--- start of Page extract ---
On the day that Billy Graham died, I heard him preach

by DanWolgemuth on February 23, 2018

At 7:33AM Eastern Time, on February 21st, Billy Graham, the first, full-time Evangelist in our Youth For Christ mission tugged oxygen out of his last breath, and then marched humbly into glory. Graham, a profound amplifier of the name and fame of Jesus the Christ. Graham, by his own admission, a sinner, saved by grace.

In 1946, a 27-year-old evangelist positioned himself behind Youth For Christ lecterns across the United States. God was on the move. In Billy. And then, through Billy. The words rolled, the Spirit moved. Anointed is the only explanation. Anointed to proclaim. Not his message, but God’s. Sin. Grace. Repentance. Forgiveness. Restoration. Hope.

So seasoned with mercy, so saturated with conviction.

Billy moved on from Youth For Christ… but he didn’t. Not because of his persona, but because he drove an immoveable stake in the ground for our mission. The Gospel of Jesus. The preeminence of Christ in all things. Billy hit bedrock, and he made certain that our anchor held secure.

Nine hours later, on February 21st, I sat in the back of a small meeting room. Nine young men in yellow jump suits sat in front of me. Nine. Young. Men.
--- end of Page extract ---
--- start of Record set ---
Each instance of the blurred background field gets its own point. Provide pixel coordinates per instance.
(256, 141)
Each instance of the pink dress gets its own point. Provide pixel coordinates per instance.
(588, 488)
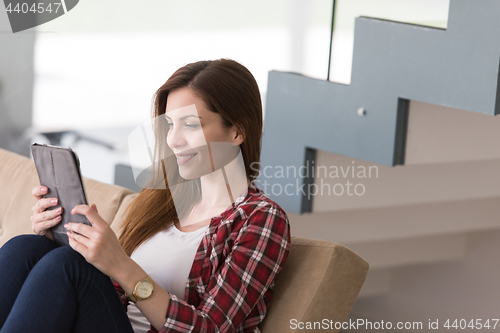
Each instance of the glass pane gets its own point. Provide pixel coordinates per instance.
(432, 13)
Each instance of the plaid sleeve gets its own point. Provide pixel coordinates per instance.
(259, 252)
(121, 294)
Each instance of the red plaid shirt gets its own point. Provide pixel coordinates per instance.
(231, 281)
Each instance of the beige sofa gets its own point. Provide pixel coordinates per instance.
(319, 282)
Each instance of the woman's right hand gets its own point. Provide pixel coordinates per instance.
(42, 220)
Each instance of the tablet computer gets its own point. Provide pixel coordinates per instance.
(59, 170)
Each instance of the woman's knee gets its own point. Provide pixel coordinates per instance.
(70, 261)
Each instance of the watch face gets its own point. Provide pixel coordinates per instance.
(144, 289)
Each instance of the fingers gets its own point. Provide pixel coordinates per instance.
(90, 213)
(43, 204)
(80, 228)
(77, 245)
(45, 220)
(79, 238)
(42, 227)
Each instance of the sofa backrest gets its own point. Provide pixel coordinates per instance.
(320, 279)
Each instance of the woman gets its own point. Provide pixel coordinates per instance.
(200, 246)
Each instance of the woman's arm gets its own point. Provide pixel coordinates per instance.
(99, 245)
(155, 306)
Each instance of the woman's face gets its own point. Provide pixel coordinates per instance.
(197, 136)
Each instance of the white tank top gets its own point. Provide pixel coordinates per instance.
(167, 257)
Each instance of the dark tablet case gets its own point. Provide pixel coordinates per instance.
(59, 170)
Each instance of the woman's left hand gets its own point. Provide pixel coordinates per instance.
(98, 243)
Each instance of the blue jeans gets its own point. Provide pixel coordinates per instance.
(46, 288)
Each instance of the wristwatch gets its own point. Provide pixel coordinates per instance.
(142, 290)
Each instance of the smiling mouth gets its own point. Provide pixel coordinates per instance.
(182, 159)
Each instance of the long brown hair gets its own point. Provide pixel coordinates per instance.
(226, 87)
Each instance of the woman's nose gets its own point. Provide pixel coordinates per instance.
(175, 138)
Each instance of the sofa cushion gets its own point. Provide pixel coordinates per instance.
(320, 280)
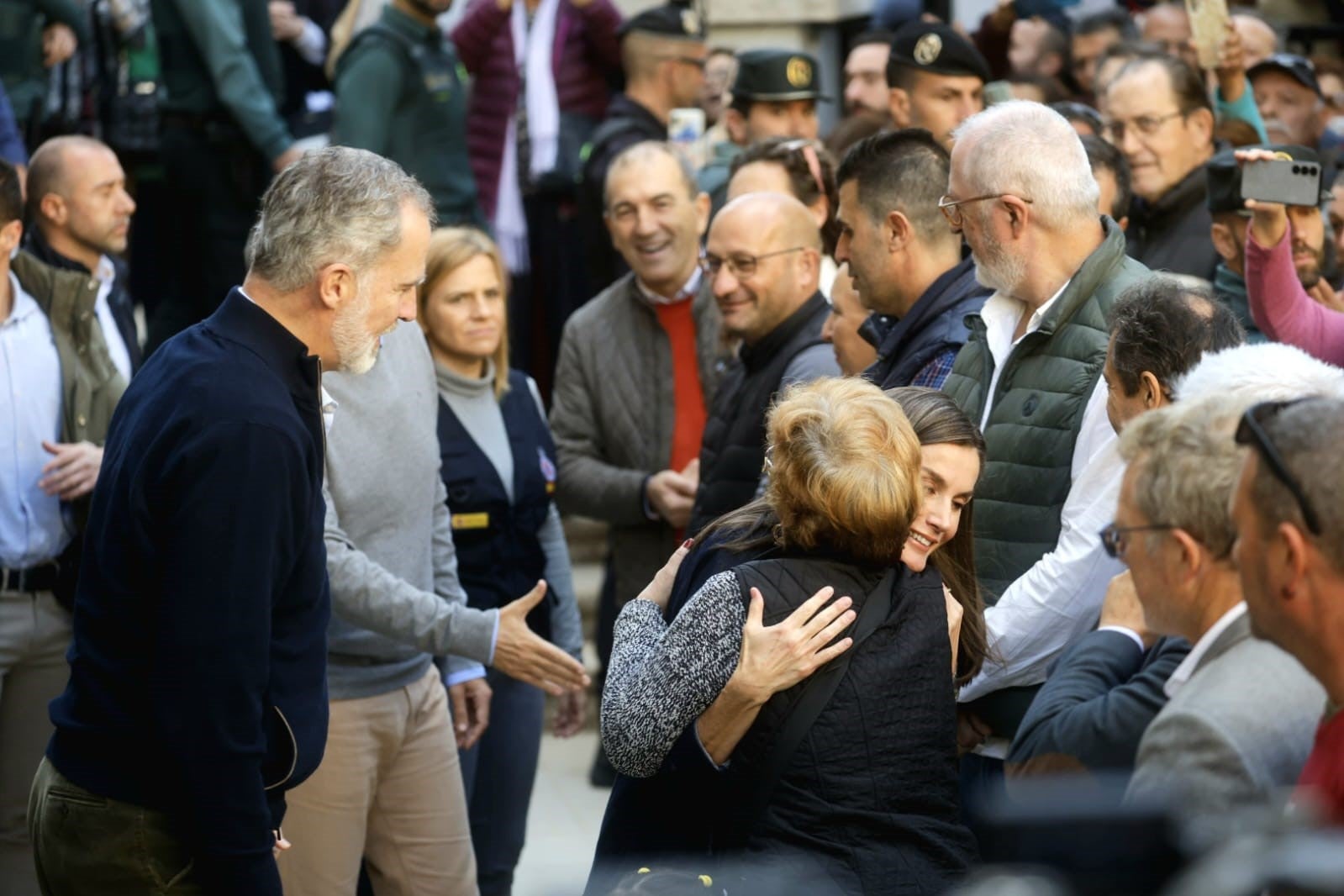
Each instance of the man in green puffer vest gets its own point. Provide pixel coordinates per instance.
(1025, 198)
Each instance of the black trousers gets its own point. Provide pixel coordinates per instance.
(214, 186)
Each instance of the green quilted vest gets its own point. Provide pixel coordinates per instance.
(1036, 413)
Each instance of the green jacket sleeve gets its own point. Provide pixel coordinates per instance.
(217, 29)
(367, 89)
(67, 13)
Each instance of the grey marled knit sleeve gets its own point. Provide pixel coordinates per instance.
(661, 677)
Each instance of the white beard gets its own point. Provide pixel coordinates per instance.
(355, 345)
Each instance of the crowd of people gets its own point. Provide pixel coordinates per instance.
(984, 441)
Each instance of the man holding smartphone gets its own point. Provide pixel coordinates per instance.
(1281, 301)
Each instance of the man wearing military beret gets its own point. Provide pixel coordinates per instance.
(774, 94)
(401, 93)
(663, 53)
(1229, 234)
(936, 78)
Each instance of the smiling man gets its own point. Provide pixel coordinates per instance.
(1159, 114)
(762, 261)
(636, 371)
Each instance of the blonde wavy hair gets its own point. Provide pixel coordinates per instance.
--- end of Record set ---
▸ **To be done**
1. According to the Billy Graham post, why does Graham remain part of Youth For Christ even though he moved on from it?
2. From the Billy Graham post, extract everything from "On the day that" down to "Forgiveness. Restoration. Hope.".

▸ **Solutions to the problems**
1. He remains part of it not because of his persona, but because he drove an immoveable stake in the ground for the mission: the Gospel of Jesus and the preeminence of Christ in all things. He hit bedrock and made certain the mission's anchor held secure.

2.
On the day that Billy Graham died, I heard him preach

by DanWolgemuth on February 23, 2018

At 7:33AM Eastern Time, on February 21st, Billy Graham, the first, full-time Evangelist in our Youth For Christ mission tugged oxygen out of his last breath, and then marched humbly into glory. Graham, a profound amplifier of the name and fame of Jesus the Christ. Graham, by his own admission, a sinner, saved by grace.

In 1946, a 27-year-old evangelist positioned himself behind Youth For Christ lecterns across the United States. God was on the move. In Billy. And then, through Billy. The words rolled, the Spirit moved. Anointed is the only explanation. Anointed to proclaim. Not his message, but God’s. Sin. Grace. Repentance. Forgiveness. Restoration. Hope.